Top of Provided passage

JSMF Covid Recovery of Consciousness Consortium

This multi-center collaborative grant (Weill Cornell, Columbia, Massachusetts General Hospital) The three centers are collecting and organize data from Covid-19 patients in New York City and in Boston (another US epicenter) at the Massachusetts General Hospital. The teams at each location have been collaborating over several years under JSMF grants studying recovery of consciousness following structural brain injuries and mechanisms underlying surgical anesthesia.

Neurophysiological studies of recovery of consciousness after cardiac arrest

This proposal provides 5 years of support to train Dr. Forgacs to become an independent clinical investigator, with a research focus on characterizing specific circuit-level neurobiological mechanisms important to recovery of consciousness in patients with severe anoxic brain injury after cardiac arrest.  

Dynamic multi-lead deep brain stimulation of the central thalamus to treat chronic cognitive deficits in severe-tomoderate traumatic brain injured patients

The goal of this experimental research project is to expand the scope of our existing IP to include specific, measured evidence of critical parameters, i.e. ‘biomarkers’, for ‘closed-loop’ control of fsCT-DBS protocols. Daedalus funding will provide WCM with the sole rights to these new inventions and strengthen our existing IP portfolio potentially broadening the future applications of our new fsCT-DBS system to emerging indications in the rapidly expanding neuromodulation market.

Multi-modal imaging of the mechanisms underlying impaired executive attention after traumatic brain injury

This is a multi-center collaborative grant (Weill Cornell, Mount Sinai) that aims to carry out a longitudinal study of the mechanisms underlying executive attention impairment after TBI. The study will employ EEG and DTI along with neuropsychological assessments in the subacute and chronic stages of recovery to establish biomarkers of impairment and create models of prognosis. The long-term goal of these studies is to enable stratification, improve diagnosis, inform therapeutic interventions and predict prognosis.

Central thalamic stimulation for traumatic brain injury

This is a multi-center, multi-PI collaborative grant (Weill Cornell, Stanford University, Harvard/Spaulding, Cleveland Clinic, University of Utah) that aims to carry out a first-in-man feasibility study of central thalamic deep brain stimulation for the treatment of chronic cognitive impairment after severe-to-moderate brain injuries. The long-term goal of these studies is to establish a new therapeutic avenue for severely brain-injured patients and to develop a new device platform based on pre-clinical studies carried out under 1R01 NS067249.

Bottom of Provided passage
Top of Supplied entries

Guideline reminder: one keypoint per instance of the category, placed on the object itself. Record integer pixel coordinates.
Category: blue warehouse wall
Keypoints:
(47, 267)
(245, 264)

Bottom of Supplied entries

## [Task statement]
According to the grant descriptions, how many years of support does the proposal on recovery of consciousness after cardiac arrest provide to train Dr. Forgacs? None of the entries are needed.

## [Result]
5 years.